··· TEXTO PROPORCIONADO ···

A comienzos del 2003, Brasil implementó también una política de acción afirmativa dirigida a enrolar más afrobrasileños en la educación superior. La Universidad Federal de Brasilia reservó 20%, y la Universidad Estatal de Rio de Janeiro, 40% de sus cupos para los estudiantes afrobrasileños.11 Una nueva universidad, llamada Facultad Zumbi dos Palmares, por el nombre de un líder de la resistencia esclava, anunció que comenzaría sus actividades en marzo del 2004, situada en un sector industrial de São Paulo y con 50% de sus cupos reservados para los aspirantes negros.12 Durante el 2003, el Congreso Brasileño estuvo estudiando el Estatuto da Igualdade Racial (estatuto de igualdad racial), que proponía un 20% de escaños para los afrobrasileños en el gobierno federal, al igual que el monitoreo de la participación en programas de televisión y partidos políticos.

··· DATOS DE ENTRADA ···

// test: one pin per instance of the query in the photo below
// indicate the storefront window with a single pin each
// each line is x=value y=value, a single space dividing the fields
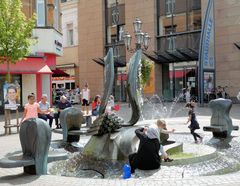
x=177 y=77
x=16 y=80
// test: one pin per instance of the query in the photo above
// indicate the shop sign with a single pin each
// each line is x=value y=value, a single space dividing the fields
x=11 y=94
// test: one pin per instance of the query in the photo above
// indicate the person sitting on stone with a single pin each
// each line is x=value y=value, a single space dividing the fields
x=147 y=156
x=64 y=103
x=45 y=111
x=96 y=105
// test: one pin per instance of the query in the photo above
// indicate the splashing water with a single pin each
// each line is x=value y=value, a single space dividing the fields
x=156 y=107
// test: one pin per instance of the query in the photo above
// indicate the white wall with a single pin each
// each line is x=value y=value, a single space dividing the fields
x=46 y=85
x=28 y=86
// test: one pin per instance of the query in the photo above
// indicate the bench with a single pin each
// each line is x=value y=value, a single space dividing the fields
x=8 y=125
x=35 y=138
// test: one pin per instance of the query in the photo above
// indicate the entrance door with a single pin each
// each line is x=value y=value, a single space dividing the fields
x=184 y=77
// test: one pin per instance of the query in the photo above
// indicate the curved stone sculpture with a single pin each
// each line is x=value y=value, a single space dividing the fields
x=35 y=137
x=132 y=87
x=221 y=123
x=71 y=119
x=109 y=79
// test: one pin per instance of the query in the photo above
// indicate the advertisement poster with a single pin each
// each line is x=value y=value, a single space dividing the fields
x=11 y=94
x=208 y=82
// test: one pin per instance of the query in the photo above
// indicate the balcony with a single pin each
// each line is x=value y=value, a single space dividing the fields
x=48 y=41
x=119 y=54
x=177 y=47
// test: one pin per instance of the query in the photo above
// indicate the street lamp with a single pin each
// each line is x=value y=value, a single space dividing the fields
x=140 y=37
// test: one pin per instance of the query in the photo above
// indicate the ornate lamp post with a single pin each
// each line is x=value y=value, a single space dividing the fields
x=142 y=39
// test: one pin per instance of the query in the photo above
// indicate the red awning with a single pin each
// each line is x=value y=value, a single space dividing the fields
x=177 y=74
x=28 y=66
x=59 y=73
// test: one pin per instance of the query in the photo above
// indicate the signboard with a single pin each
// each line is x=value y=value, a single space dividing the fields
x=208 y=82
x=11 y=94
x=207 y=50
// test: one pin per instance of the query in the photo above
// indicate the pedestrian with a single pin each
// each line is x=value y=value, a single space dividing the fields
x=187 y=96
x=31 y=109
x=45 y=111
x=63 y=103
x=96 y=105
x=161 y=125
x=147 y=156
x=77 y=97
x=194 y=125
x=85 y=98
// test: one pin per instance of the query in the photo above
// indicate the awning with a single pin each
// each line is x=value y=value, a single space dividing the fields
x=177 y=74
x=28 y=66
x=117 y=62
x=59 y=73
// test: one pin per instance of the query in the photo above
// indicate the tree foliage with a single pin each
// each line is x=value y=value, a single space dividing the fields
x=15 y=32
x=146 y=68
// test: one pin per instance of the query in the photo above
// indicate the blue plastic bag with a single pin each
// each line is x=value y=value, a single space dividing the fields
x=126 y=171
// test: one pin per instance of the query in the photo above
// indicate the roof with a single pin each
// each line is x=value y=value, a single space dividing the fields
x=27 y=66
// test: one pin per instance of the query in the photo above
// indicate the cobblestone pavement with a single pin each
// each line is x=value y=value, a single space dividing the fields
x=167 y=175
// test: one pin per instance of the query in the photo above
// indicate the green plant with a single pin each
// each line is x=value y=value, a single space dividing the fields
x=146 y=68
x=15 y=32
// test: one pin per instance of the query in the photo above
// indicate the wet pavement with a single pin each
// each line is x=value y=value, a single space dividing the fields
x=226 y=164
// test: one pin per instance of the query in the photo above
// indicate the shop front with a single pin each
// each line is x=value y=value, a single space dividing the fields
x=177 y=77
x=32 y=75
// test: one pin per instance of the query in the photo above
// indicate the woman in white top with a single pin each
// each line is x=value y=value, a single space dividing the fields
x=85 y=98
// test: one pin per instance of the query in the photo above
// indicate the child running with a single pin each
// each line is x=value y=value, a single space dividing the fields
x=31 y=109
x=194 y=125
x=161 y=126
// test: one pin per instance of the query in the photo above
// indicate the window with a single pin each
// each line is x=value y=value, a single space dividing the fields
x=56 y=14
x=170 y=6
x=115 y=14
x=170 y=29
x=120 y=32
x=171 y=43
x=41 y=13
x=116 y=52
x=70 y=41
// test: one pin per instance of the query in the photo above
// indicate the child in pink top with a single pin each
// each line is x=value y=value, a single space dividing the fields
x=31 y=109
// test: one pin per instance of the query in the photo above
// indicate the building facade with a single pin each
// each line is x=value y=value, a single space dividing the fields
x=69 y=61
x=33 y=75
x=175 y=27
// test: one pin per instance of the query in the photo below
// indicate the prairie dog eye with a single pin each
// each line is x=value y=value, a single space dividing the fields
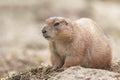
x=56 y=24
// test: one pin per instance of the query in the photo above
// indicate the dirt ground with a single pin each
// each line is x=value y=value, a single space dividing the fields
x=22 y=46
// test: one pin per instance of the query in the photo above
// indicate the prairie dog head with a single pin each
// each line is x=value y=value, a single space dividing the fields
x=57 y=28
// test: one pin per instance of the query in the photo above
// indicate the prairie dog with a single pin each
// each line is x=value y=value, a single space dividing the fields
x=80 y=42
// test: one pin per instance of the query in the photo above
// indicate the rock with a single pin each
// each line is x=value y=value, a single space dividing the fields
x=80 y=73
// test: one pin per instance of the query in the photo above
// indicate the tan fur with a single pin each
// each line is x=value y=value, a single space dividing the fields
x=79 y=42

···

== CONSIGNA 1 ==
Responde estas preguntas sobre el texto de la acción afirmativa en Brasil:
(a) ¿Qué porcentaje de sus cupos reservó la Universidad Estatal de Rio de Janeiro para los estudiantes afrobrasileños?
(b) ¿En qué mes y año anunció la Facultad Zumbi dos Palmares que comenzaría sus actividades?
(c) ¿Qué porcentaje de escaños en el gobierno federal proponía para los afrobrasileños el Estatuto da Igualdade Racial?
== CONSIGNA 2 ==
¿Qué líneas de los registros contienen la palabra "white"? Recopílalas todas.

== RESPUESTA 1 ==
(a) El 40%.
(b) En marzo del 2004.
(c) Un 20%.

== RESPUESTA 2 ==
// indicate the white wall with a single pin each
// indicate the woman in white top with a single pin each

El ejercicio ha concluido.